GIVEN PROBLEM -> Rewrite the items below, substituting "Return" for "Produce" wherever it occurs and leaving everything else unchanged.

>>

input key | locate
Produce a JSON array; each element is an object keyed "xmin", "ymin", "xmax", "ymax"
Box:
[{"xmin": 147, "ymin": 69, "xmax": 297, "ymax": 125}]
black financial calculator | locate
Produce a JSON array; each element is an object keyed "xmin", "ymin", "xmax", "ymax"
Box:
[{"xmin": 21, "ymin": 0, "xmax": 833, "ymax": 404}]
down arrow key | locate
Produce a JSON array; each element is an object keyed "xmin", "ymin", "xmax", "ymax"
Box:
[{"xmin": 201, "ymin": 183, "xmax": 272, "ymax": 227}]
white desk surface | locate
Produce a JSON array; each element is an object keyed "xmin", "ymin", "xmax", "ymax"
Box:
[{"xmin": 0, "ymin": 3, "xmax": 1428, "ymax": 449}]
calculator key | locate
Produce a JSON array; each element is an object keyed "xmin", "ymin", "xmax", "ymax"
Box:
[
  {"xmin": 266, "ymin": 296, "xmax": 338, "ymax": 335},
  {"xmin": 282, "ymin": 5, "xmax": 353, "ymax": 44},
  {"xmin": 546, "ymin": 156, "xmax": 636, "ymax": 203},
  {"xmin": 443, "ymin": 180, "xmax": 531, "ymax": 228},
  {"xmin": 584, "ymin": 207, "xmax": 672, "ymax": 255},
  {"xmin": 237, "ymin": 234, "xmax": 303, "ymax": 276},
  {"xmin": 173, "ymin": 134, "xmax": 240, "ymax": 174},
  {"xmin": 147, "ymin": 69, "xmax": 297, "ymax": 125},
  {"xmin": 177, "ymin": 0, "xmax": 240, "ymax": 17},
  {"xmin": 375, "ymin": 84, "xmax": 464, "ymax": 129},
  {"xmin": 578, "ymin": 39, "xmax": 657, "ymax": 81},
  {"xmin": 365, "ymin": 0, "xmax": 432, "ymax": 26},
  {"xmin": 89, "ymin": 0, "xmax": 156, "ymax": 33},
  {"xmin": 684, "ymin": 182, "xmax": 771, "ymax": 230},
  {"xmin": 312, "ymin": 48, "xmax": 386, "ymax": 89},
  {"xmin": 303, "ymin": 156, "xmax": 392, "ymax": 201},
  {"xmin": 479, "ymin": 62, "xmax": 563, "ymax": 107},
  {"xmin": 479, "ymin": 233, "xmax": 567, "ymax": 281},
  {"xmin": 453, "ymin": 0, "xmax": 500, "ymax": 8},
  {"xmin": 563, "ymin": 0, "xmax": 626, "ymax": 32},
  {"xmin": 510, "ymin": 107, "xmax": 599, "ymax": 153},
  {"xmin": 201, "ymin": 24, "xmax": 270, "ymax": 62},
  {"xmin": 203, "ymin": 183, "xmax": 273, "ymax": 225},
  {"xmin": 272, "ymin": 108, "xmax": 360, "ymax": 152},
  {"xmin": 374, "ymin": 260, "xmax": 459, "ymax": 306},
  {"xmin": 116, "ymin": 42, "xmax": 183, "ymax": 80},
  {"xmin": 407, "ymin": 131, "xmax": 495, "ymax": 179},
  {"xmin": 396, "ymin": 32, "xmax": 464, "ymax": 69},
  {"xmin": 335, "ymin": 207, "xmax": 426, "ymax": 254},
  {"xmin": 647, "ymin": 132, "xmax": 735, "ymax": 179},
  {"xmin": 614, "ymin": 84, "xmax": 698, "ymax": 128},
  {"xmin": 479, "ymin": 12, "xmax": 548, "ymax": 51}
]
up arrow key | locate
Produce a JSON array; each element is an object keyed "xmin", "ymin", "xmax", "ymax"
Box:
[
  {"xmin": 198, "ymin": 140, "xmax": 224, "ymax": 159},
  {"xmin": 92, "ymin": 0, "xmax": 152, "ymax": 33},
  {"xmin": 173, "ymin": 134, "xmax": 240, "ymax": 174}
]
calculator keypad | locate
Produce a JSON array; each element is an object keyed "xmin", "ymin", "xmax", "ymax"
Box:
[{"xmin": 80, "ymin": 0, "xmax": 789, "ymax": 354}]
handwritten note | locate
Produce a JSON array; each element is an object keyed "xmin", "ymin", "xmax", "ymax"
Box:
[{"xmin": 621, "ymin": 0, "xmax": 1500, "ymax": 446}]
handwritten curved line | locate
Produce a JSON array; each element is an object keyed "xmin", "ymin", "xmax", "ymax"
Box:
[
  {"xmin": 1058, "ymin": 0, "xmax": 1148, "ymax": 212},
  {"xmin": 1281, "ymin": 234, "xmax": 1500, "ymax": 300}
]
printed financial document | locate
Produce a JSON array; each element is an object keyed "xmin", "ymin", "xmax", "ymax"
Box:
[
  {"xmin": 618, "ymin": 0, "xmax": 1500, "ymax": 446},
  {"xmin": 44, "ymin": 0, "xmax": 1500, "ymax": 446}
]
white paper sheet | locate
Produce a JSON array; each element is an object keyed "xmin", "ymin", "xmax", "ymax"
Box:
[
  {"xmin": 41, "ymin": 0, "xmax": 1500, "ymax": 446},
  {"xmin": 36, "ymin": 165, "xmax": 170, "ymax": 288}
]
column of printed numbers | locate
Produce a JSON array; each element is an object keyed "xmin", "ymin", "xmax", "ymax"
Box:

<<

FINISHED TASK ->
input key | locate
Return a JSON array; each element is an object keyed "xmin", "ymin", "xmax", "ymax"
Box:
[{"xmin": 147, "ymin": 69, "xmax": 297, "ymax": 125}]
black financial calculator | locate
Return a JSON array; each element is an object keyed "xmin", "ymin", "xmax", "ymax"
Box:
[{"xmin": 21, "ymin": 0, "xmax": 833, "ymax": 404}]
down arrow key | locate
Return a JSON array; each element is an object keyed "xmin", "ymin", "xmax", "ymax"
Box:
[{"xmin": 201, "ymin": 183, "xmax": 272, "ymax": 227}]
white desk surface | locate
Return a JSON array; each element is an object keyed "xmin", "ymin", "xmax", "ymax"
Box:
[{"xmin": 0, "ymin": 3, "xmax": 1428, "ymax": 449}]
calculator key | locate
Return a JSON array; each element is an object keyed "xmin", "ymin", "xmax", "ymax"
Box:
[
  {"xmin": 266, "ymin": 296, "xmax": 338, "ymax": 335},
  {"xmin": 282, "ymin": 5, "xmax": 353, "ymax": 44},
  {"xmin": 546, "ymin": 156, "xmax": 636, "ymax": 203},
  {"xmin": 443, "ymin": 180, "xmax": 531, "ymax": 228},
  {"xmin": 584, "ymin": 207, "xmax": 672, "ymax": 255},
  {"xmin": 237, "ymin": 234, "xmax": 303, "ymax": 276},
  {"xmin": 173, "ymin": 134, "xmax": 240, "ymax": 174},
  {"xmin": 147, "ymin": 69, "xmax": 297, "ymax": 125},
  {"xmin": 177, "ymin": 0, "xmax": 240, "ymax": 17},
  {"xmin": 375, "ymin": 84, "xmax": 464, "ymax": 129},
  {"xmin": 578, "ymin": 39, "xmax": 657, "ymax": 81},
  {"xmin": 365, "ymin": 0, "xmax": 432, "ymax": 26},
  {"xmin": 89, "ymin": 0, "xmax": 156, "ymax": 33},
  {"xmin": 684, "ymin": 182, "xmax": 771, "ymax": 230},
  {"xmin": 312, "ymin": 48, "xmax": 386, "ymax": 89},
  {"xmin": 303, "ymin": 156, "xmax": 392, "ymax": 201},
  {"xmin": 479, "ymin": 62, "xmax": 563, "ymax": 107},
  {"xmin": 479, "ymin": 233, "xmax": 567, "ymax": 281},
  {"xmin": 453, "ymin": 0, "xmax": 500, "ymax": 8},
  {"xmin": 563, "ymin": 0, "xmax": 626, "ymax": 32},
  {"xmin": 510, "ymin": 107, "xmax": 599, "ymax": 153},
  {"xmin": 201, "ymin": 24, "xmax": 270, "ymax": 62},
  {"xmin": 203, "ymin": 183, "xmax": 273, "ymax": 225},
  {"xmin": 272, "ymin": 108, "xmax": 360, "ymax": 152},
  {"xmin": 374, "ymin": 260, "xmax": 459, "ymax": 306},
  {"xmin": 116, "ymin": 42, "xmax": 183, "ymax": 80},
  {"xmin": 407, "ymin": 131, "xmax": 495, "ymax": 179},
  {"xmin": 396, "ymin": 32, "xmax": 464, "ymax": 69},
  {"xmin": 335, "ymin": 207, "xmax": 426, "ymax": 254},
  {"xmin": 647, "ymin": 132, "xmax": 735, "ymax": 179},
  {"xmin": 614, "ymin": 84, "xmax": 698, "ymax": 128},
  {"xmin": 479, "ymin": 12, "xmax": 548, "ymax": 51}
]
up arrow key | locate
Return a JSON array; each element is an object keyed "xmin", "ymin", "xmax", "ymax"
Box:
[
  {"xmin": 198, "ymin": 140, "xmax": 224, "ymax": 159},
  {"xmin": 92, "ymin": 0, "xmax": 152, "ymax": 33},
  {"xmin": 173, "ymin": 134, "xmax": 240, "ymax": 174}
]
calculator keypad | locate
Return a JSON array; each element is an object keyed "xmin", "ymin", "xmax", "ymax"
Box:
[{"xmin": 80, "ymin": 0, "xmax": 789, "ymax": 354}]
handwritten note | locate
Return a JSON array; each element is an object keyed "xmin", "ymin", "xmax", "ymax"
Box:
[{"xmin": 621, "ymin": 0, "xmax": 1500, "ymax": 446}]
handwritten curved line | locate
Return a JSON array; each element is an object keyed "xmin", "ymin", "xmax", "ymax"
Box:
[
  {"xmin": 1058, "ymin": 0, "xmax": 1148, "ymax": 212},
  {"xmin": 1281, "ymin": 234, "xmax": 1500, "ymax": 300}
]
printed financial document | locate
Return a JSON array; each element is an object keyed "xmin", "ymin", "xmax", "ymax"
Box:
[
  {"xmin": 618, "ymin": 0, "xmax": 1500, "ymax": 446},
  {"xmin": 44, "ymin": 0, "xmax": 1500, "ymax": 446}
]
white paper sheet | locate
Return a JSON array; each element is an object keyed "xmin", "ymin", "xmax", "ymax"
Box:
[
  {"xmin": 41, "ymin": 0, "xmax": 1500, "ymax": 446},
  {"xmin": 36, "ymin": 165, "xmax": 170, "ymax": 288}
]
column of printed numbers | locate
Return a JSON array; each element is an object keyed "xmin", "ymin", "xmax", "ymax"
Box:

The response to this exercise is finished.